[Start of section]
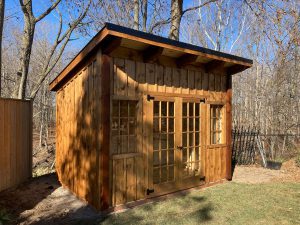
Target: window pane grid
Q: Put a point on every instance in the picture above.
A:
(216, 128)
(191, 138)
(163, 142)
(123, 126)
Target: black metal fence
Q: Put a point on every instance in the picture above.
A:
(244, 145)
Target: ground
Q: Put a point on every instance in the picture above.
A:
(255, 196)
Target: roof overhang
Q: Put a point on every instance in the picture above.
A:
(112, 36)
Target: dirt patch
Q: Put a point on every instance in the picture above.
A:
(43, 201)
(289, 172)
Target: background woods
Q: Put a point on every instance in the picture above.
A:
(39, 39)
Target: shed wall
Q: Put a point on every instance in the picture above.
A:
(134, 80)
(78, 127)
(15, 142)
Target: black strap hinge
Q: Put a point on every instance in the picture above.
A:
(150, 98)
(149, 191)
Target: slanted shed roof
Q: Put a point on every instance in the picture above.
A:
(112, 36)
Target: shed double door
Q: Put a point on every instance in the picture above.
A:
(175, 145)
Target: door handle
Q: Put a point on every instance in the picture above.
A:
(179, 147)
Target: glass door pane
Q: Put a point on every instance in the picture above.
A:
(163, 142)
(191, 133)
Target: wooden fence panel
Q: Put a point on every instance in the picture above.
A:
(15, 142)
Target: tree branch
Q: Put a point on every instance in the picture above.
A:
(197, 7)
(53, 6)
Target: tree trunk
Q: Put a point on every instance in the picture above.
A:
(2, 9)
(176, 15)
(136, 14)
(29, 27)
(145, 14)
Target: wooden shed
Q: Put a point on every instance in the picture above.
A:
(140, 115)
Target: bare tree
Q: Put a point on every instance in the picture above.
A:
(61, 40)
(136, 4)
(177, 13)
(2, 9)
(144, 14)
[End of section]
_Instructions for the task_.
Precisely the line with "Target: tree trunk" and the lines after it, up to the last line of the entries above, are to be reproduced, and nothing more.

_Output of the task_.
Target: tree trunk
Q: Put a point on every instance in the picture above.
A:
(2, 9)
(176, 15)
(136, 14)
(29, 27)
(145, 14)
Target: wooden shed
Q: Put a point on every instance in the picture above.
A:
(140, 115)
Target: bare tree
Q: Put a point on every instance in the picture above.
A:
(61, 40)
(136, 4)
(177, 13)
(2, 9)
(144, 14)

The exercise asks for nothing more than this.